◆ **Entries supplied**
▬▬▬▬▬▬▬▬▬▬

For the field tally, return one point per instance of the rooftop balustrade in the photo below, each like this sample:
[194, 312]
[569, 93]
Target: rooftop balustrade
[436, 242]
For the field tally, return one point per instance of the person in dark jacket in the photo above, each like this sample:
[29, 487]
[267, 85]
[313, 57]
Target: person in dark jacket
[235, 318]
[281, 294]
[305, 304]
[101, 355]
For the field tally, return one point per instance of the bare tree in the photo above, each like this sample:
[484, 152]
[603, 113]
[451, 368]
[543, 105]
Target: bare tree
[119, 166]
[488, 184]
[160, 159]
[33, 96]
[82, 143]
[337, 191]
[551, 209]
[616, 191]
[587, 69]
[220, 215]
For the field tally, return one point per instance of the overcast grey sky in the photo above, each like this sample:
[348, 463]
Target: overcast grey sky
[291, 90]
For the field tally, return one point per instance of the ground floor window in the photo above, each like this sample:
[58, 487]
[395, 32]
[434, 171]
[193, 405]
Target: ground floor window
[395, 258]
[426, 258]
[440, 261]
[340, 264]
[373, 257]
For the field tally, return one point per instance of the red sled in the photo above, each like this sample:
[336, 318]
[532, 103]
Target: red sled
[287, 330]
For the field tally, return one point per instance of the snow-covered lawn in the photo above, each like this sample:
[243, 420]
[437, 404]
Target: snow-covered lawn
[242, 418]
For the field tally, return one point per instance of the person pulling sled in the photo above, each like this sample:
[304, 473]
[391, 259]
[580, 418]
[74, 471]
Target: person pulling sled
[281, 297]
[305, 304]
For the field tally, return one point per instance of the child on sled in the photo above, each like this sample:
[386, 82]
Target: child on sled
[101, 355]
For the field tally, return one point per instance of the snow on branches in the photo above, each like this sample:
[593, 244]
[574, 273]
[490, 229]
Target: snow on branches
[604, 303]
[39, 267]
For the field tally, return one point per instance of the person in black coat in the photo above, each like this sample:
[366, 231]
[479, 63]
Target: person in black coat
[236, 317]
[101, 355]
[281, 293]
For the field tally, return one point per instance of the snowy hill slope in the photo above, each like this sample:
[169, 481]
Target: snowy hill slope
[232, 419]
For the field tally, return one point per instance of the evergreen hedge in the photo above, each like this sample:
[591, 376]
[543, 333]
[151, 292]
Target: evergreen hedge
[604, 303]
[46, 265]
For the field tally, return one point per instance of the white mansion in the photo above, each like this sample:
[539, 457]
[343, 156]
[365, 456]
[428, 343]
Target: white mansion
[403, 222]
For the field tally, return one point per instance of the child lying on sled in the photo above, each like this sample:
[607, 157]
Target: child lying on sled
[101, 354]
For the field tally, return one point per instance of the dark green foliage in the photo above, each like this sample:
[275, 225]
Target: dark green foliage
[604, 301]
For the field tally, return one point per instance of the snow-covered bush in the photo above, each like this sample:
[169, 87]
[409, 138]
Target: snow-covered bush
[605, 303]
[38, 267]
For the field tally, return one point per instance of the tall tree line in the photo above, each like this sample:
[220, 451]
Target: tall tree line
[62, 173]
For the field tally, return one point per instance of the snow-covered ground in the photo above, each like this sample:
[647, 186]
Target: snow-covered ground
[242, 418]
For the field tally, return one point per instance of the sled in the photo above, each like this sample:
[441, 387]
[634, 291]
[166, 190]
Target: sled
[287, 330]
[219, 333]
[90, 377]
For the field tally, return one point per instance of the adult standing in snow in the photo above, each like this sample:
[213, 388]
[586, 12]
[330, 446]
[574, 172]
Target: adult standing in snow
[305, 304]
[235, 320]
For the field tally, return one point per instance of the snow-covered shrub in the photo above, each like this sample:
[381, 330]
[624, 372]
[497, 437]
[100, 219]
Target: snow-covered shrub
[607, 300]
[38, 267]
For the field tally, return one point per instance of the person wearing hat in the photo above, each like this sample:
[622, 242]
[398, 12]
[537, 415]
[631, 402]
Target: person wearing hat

▬▬▬▬▬▬▬▬▬▬

◆ **Problem details**
Write out the material again, exactly as shown above.

◆ **Answer area**
For the field tally, return one point per instance of the rooftop balustrade in the photo below, each like this sample:
[194, 312]
[569, 93]
Target: rooftop balustrade
[436, 242]
For the field tally, return one point per instance of the person in dark jacket in the photo above, each like this sample:
[29, 487]
[267, 85]
[313, 57]
Target: person in dark jacket
[235, 318]
[281, 294]
[305, 304]
[101, 355]
For the field tally, return one point per instance of the bare tree in the photo above, each like this sample:
[484, 152]
[603, 113]
[451, 368]
[543, 105]
Target: bare tree
[119, 166]
[488, 184]
[160, 159]
[33, 96]
[82, 143]
[337, 191]
[551, 209]
[616, 191]
[587, 69]
[220, 215]
For the field tally, return one point per instance of the overcast grey sky in the photo above, each like this sample:
[348, 463]
Target: overcast grey sky
[291, 90]
For the field tally, return one point per instance of the ground floor window in the photo above, each like this sample:
[58, 487]
[395, 32]
[434, 171]
[193, 405]
Target: ground floor window
[395, 258]
[426, 258]
[440, 261]
[340, 264]
[373, 257]
For the field tally, return one point per instance of the red sled in the photo above, each like this sample:
[336, 318]
[532, 103]
Target: red sled
[287, 330]
For the field tally, return one point per instance of the snow-covered lawn in the photo above, each like this sample:
[243, 420]
[437, 404]
Target: snow-covered lawn
[242, 418]
For the field tally, return one point per instance of the person pulling sled in the photo above, each like this sample:
[304, 473]
[391, 259]
[580, 418]
[74, 471]
Target: person pulling sled
[281, 297]
[305, 304]
For the field tally, return one point per instance of the child on sled in the photo above, each like this sample:
[386, 82]
Target: child on sled
[101, 355]
For the field tally, return one point per instance of the snow on branches in the photo above, each like this sample:
[593, 244]
[574, 273]
[490, 229]
Target: snow on branches
[604, 303]
[39, 267]
For the field tally, return one point per instance of the person in black coat in the photo above, each like this sample:
[366, 231]
[479, 63]
Target: person in black coat
[236, 317]
[101, 355]
[281, 293]
For the field tally, return one point per instance of the snowy hill slope in the photo above, each like this sample:
[169, 481]
Target: snowy hill slope
[232, 419]
For the field tally, return one point per instance of the evergreen hedge in the photo above, each like this sample:
[591, 376]
[543, 333]
[151, 292]
Target: evergreen hedge
[604, 303]
[46, 265]
For the field tally, return one point per instance of the white mansion in the photo above, each like this sample:
[539, 457]
[343, 156]
[365, 456]
[428, 343]
Target: white mansion
[403, 222]
For the field tally, return one point per instance of the child lying on sled in the photo above, each like this sample:
[607, 157]
Target: child lying on sled
[101, 354]
For the field tally, return one point per instance of the dark green foliage in the photo above, each like this sample:
[275, 225]
Target: dark green foliage
[604, 301]
For the field tally, return one point per instance of the snow-covered bush in the photo above, each like this sample:
[169, 87]
[409, 138]
Target: snow-covered bush
[605, 303]
[38, 267]
For the field tally, return one point per instance of the tall tree line in the photo above, each like this sample:
[220, 451]
Target: tall tree line
[62, 173]
For the field tally, return one point per instance of the snow-covered ground in the photo above, each like this sample:
[647, 186]
Target: snow-covered ground
[242, 418]
For the field tally, return one point per instance of the sled in the photo above, each like this sample:
[441, 387]
[634, 291]
[166, 190]
Target: sled
[287, 330]
[219, 333]
[90, 377]
For the field tally, return one point per instance of the adult standing in snow in the photo above, each like this sample:
[213, 388]
[586, 12]
[330, 446]
[574, 172]
Target: adult standing in snow
[305, 304]
[235, 320]
For the field tally, return one point per instance of the snow-covered shrub in the photo above, each like this sample:
[381, 330]
[624, 372]
[497, 437]
[100, 219]
Target: snow-covered shrub
[607, 300]
[38, 267]
For the field tally, return one point per instance of the person wearing hat in the photo above, each like this sample:
[622, 242]
[398, 12]
[537, 415]
[631, 402]
Target: person wearing hat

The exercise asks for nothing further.